• [Supplied records]:
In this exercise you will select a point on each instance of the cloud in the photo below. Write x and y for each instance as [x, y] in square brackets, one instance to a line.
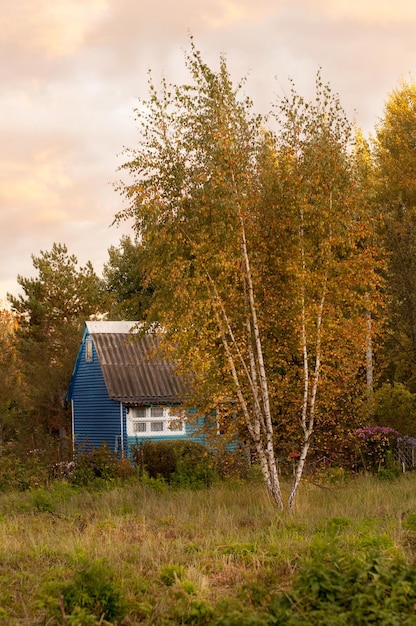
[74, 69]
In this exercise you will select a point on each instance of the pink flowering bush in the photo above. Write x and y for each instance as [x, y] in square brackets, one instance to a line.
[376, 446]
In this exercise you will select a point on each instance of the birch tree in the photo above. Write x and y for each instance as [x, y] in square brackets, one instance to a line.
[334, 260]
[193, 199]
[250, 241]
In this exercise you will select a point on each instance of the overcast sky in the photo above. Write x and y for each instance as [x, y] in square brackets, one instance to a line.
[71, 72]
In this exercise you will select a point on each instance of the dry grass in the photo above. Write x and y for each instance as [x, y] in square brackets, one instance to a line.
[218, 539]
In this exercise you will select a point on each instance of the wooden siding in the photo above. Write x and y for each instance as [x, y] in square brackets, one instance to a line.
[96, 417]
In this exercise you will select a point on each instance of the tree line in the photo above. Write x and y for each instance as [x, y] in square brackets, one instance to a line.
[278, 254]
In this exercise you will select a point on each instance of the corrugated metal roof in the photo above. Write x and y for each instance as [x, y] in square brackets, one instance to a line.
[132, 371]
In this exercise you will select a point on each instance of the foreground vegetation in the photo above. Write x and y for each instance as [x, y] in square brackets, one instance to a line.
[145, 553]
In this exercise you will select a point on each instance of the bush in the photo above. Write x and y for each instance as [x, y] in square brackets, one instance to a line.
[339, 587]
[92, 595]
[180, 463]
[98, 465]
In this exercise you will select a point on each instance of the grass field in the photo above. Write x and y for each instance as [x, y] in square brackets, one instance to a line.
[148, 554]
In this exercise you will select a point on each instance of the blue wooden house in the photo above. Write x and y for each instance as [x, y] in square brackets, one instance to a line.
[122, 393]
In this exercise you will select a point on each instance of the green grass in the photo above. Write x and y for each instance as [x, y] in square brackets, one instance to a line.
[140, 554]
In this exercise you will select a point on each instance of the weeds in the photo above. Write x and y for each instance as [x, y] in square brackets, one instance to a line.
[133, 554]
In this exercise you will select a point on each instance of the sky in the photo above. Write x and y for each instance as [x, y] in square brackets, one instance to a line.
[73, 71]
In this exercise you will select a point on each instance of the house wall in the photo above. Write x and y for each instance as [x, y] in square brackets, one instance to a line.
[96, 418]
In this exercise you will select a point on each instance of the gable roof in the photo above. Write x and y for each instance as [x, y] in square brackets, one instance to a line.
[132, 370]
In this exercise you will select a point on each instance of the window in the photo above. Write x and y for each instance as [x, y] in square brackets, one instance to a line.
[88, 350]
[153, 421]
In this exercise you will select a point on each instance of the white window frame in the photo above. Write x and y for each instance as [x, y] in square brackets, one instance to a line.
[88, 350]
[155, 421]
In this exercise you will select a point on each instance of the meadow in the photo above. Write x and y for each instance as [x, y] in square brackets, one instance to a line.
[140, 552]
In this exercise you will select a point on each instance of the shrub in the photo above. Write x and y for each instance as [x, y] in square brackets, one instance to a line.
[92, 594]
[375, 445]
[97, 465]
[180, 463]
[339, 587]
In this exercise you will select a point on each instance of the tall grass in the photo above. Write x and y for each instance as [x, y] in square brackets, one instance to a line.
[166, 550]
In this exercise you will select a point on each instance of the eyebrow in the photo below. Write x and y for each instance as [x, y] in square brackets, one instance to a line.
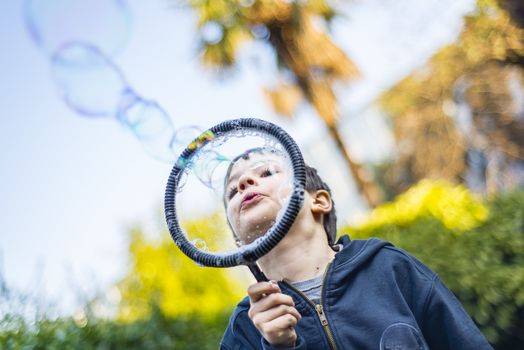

• [Task goal]: Without the pictures, retype the whole of the material above exactly.

• [The answer]:
In this exercise you will select a point on each instance of the cloud in the photo below. Write x and y for each instance as [x, y] in square brackets, one instance to a line.
[74, 69]
In this exercise you will select a point on each instance of the pink flowering bush in the photo above. Write x and y for each instance as [x, y] in square brackets, one instance to a line.
[376, 446]
In this exercise you will select a point on each instance of the birch tree in the photo above. Write x and y for each instance as [x, y] in square brackets, one instance to a line.
[334, 260]
[193, 199]
[250, 241]
In this exercise you will select a point on each instance of the overcast sky in the photo above. Write x and y for each instance as [x, y] in square brackets, one instance to a line.
[71, 72]
In this exercise you will select a point on each instance of the dry grass in the photo above. Write x and y for each instance as [x, y] in square brackets, one instance to a line.
[218, 539]
In this exercise you will select a point on each instance of the wooden siding in the photo above. Write x and y for each instance as [x, y] in square brackets, one instance to a line.
[96, 417]
In this exercise you will select a point on each instance of the tree line in the photo above. Write x and y for each instance as [x, y] in square brackets, one instance to a line.
[278, 254]
In this exercise you will select a point on each instance of the corrugated metal roof in the photo above. Write x and y for each instance as [x, y] in square brackets, one instance to a line.
[132, 371]
In this exercise you will select a point on each instance of the foreground vegetation in the photo above. Write x and y for each instance as [x, y] in square brackets, one instance to a line.
[145, 553]
In this exercise you will select a point on each instance of the bush in the photo above. Write x and y for each instance as [x, y] in square brackets, one instance to a line.
[339, 587]
[92, 595]
[180, 463]
[98, 465]
In this exercise you will select a point on each instance of the grass field in the photo above. Write x and y for each instance as [x, y] in square brackets, one instance to a line.
[148, 554]
In this exercise you will select a point on each instance of the blue wooden house in the photo above. Write x and y for each instance as [x, y] in square brackets, one instance to a line.
[122, 393]
In this exercise you will select a point on each instance of the green grass in the photo above. Write x and y for each instance as [x, y] in square brackets, one instance to a line.
[140, 554]
In this exercise you will select a point on each instance of the weeds in the photo above. Write x and y for each instance as [x, y] in square brackets, one instance to a line.
[133, 554]
In this exercise you will select a point on each instance of the sky in the photo above. Write x and y for each instance as [x, y] in square brackets, one instance to a line.
[73, 71]
In this exercise you will select a point on each instance of the house wall in the photo above. Write x and y for each instance as [x, y] in square brackets, one instance to a line.
[96, 418]
In this exercise you will select a point on each instance of the gable roof in the photo above. Write x and y for each instance as [x, y] in square brackets, one instance to a line.
[132, 370]
In this exercise you will select a point on each instance of the window in the photo above. Write x and y for each instance as [x, y] in square brackets, one instance to a line.
[88, 350]
[153, 421]
In this exercise you will select a point on each instance of the white window frame in the photo above. Write x and y for each instance as [x, y] in square brackets, one instance to a line.
[88, 350]
[155, 421]
In this exercise you will select a point on each instance of the meadow in the photo above. Write x and y for each instance as [x, y] in square brackets, one instance to a line.
[140, 552]
In this exercise you will select a point on each instance of the shrub in the photo above. Write x and y for each instance as [x, y] in square brackets, one instance to a line.
[92, 594]
[375, 445]
[97, 465]
[180, 463]
[339, 587]
In this exercise you will select a point on each instance of the tall grass in the photo above. Write x and y for each instance as [x, y] in square brackets, one instance to a line.
[166, 550]
In this exercise you will select a point on each instance of the eyebrow in the photo below. Write x and y for each instance as [x, y] in square brackets, one instance to a line.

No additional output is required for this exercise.